= TRECHO DO TEXTO =
Trump amplia sua vantagem na corrida republicana pela presidência dos EUA

Em Washington

  • David Goldman/AP

O magnata Donald Trump ampliou sua vantagem em nível nacional na disputa interna do Partido Republicano pela candidatura à presidência dos Estados Unidos, após seu contundente triunfo esta semana nas eleições primárias de New Hampshire.

Segundo uma pesquisa divulgada nesta sexta-feira (12) pelo site de informação política Morning Consult e elaborada entre os dias 10 e 11 de fevereiro, Trump alcança o apoio de 44% dos 710 eleitores republicanos entrevistados pelos pesquisadores.

Essa porcentagem representa um significativo avanço com relação à pesquisa anterior da mesma empresa efetuada entre 3 e 7 de fevereiro (antes das primárias de New Hampshire), quando 38% dos eleitores republicanos respaldavam o magnata imobiliário.

= OBJETIVO DA TAREFA =
Na notícia sobre a corrida republicana, que porcentagem dos eleitores republicanos entrevistados apoiava Trump na pesquisa divulgada na sexta-feira (12)? Não é preciso consultar os dados.

= DADOS FORNECIDOS =
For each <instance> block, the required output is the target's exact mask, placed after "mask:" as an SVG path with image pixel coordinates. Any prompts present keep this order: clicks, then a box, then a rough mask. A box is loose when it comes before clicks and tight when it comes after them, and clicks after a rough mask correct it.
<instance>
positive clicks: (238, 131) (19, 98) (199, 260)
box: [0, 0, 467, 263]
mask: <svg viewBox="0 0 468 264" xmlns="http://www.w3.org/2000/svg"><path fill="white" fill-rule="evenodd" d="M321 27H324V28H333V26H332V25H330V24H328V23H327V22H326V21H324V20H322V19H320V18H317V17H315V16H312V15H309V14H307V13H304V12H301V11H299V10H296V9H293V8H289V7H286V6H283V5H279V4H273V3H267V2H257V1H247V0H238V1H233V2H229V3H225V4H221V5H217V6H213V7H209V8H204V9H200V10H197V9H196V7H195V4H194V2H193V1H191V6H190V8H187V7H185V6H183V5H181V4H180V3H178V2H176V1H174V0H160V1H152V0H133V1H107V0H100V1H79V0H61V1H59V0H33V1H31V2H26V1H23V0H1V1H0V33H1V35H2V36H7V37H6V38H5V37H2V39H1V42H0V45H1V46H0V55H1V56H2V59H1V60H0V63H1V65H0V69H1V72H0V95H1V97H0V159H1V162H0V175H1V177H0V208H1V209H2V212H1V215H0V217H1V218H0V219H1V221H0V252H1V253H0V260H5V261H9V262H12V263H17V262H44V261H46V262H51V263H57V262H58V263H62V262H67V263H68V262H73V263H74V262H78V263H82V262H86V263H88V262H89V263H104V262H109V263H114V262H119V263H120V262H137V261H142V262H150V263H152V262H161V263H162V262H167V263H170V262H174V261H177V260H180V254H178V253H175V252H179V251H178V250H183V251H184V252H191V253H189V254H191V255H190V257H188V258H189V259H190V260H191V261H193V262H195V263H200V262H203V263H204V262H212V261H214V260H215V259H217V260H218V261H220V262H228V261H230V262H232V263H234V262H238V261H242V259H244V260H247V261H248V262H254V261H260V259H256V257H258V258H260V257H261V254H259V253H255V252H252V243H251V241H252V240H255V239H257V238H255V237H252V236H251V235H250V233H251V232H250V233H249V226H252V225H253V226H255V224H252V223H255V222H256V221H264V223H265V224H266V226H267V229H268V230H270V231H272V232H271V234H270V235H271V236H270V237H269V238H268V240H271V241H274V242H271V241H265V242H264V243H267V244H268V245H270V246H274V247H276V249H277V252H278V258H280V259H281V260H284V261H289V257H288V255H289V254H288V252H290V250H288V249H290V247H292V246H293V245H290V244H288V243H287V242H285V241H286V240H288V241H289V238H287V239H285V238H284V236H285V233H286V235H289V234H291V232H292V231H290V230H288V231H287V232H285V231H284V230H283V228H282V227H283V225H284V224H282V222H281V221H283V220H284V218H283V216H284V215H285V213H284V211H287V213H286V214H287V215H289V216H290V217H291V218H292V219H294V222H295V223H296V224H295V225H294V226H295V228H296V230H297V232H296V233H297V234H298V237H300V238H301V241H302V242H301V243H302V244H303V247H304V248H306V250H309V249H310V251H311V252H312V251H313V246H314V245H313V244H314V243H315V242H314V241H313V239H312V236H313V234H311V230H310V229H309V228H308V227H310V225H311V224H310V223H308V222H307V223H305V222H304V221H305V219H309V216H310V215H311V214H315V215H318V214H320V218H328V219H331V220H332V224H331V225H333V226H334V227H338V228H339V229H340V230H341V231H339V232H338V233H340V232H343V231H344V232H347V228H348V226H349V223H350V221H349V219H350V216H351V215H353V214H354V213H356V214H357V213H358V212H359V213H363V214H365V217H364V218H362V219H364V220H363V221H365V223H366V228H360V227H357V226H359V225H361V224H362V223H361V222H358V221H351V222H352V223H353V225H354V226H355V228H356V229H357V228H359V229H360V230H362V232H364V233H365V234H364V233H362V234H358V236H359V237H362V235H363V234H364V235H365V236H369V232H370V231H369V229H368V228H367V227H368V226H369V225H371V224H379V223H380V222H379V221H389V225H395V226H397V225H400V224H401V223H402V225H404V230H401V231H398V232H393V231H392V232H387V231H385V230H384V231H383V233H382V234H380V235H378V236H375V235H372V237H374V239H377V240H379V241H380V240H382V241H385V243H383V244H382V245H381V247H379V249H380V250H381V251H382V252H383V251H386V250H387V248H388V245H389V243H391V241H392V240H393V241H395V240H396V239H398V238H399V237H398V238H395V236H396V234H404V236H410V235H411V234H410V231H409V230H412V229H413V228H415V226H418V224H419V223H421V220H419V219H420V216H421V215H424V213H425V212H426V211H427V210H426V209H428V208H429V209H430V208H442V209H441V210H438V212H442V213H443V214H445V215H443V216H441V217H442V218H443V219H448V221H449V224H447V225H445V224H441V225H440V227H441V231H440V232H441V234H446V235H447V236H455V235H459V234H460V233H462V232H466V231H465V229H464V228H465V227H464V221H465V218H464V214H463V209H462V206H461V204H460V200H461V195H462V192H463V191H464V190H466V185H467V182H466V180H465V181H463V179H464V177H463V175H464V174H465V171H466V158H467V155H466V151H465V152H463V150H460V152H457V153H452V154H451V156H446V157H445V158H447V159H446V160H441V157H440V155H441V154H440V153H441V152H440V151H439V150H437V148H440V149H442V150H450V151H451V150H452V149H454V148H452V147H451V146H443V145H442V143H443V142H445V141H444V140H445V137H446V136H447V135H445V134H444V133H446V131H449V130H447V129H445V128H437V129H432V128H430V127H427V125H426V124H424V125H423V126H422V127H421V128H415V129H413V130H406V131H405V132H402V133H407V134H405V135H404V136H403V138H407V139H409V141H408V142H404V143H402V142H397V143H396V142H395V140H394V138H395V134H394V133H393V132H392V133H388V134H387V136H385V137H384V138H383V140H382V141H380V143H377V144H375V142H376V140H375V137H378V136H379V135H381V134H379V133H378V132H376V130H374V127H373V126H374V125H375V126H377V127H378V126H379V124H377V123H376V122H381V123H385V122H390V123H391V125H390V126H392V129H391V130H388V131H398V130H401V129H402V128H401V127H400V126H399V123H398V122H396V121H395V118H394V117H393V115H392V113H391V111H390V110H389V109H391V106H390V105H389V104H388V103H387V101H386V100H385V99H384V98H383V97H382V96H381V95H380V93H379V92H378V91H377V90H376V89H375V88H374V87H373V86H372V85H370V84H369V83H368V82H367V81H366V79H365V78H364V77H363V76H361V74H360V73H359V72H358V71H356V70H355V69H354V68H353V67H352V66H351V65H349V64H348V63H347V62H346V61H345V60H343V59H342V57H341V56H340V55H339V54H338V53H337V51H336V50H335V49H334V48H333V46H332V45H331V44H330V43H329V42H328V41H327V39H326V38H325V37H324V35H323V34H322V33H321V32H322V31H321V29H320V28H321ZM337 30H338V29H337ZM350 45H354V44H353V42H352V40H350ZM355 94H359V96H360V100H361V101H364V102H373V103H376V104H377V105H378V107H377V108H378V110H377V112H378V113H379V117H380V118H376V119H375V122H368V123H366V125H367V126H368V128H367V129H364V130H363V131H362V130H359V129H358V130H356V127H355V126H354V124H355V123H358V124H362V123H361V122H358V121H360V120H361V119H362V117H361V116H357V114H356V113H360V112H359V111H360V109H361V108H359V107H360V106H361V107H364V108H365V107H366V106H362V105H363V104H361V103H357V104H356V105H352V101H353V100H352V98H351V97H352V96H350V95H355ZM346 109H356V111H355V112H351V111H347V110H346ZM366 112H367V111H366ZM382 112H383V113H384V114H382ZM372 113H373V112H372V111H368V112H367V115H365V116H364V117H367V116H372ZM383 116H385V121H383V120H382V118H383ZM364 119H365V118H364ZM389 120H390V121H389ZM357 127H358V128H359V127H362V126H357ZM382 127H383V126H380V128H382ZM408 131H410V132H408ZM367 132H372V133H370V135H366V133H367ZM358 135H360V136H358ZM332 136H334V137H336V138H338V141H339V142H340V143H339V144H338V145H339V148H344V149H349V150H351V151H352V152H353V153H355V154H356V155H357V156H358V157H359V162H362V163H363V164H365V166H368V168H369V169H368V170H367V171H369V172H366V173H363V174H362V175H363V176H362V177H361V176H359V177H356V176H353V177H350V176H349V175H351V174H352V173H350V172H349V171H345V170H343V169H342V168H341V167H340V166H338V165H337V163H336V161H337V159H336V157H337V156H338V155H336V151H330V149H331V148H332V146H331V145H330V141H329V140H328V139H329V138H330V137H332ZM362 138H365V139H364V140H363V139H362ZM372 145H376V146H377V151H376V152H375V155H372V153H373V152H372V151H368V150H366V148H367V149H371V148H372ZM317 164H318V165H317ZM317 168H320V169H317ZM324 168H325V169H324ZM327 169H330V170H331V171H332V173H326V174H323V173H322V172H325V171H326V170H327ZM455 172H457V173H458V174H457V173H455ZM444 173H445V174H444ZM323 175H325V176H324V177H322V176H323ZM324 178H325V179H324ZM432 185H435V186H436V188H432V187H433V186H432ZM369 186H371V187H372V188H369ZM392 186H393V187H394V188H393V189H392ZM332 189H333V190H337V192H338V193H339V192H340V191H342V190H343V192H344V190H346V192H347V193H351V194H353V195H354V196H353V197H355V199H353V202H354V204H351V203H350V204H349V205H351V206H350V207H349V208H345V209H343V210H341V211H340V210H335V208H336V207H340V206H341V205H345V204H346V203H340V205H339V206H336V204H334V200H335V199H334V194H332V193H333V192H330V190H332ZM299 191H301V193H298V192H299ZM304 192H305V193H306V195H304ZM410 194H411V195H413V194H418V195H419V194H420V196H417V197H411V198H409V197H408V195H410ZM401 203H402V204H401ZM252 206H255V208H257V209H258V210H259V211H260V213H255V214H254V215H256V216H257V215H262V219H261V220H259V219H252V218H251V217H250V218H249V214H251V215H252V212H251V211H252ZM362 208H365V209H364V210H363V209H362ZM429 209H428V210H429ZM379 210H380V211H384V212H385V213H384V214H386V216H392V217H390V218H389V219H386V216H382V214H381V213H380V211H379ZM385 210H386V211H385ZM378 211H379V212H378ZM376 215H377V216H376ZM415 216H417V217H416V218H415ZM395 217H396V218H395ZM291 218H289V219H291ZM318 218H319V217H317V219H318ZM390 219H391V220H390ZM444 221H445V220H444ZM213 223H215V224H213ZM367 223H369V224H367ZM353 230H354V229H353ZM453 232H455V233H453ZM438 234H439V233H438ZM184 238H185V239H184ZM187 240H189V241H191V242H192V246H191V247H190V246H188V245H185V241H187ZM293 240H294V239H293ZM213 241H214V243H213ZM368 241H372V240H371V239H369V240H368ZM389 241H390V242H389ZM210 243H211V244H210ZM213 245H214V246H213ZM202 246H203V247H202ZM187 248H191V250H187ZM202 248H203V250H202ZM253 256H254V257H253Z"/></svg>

= CAMPO DE RESPOSTA =
44%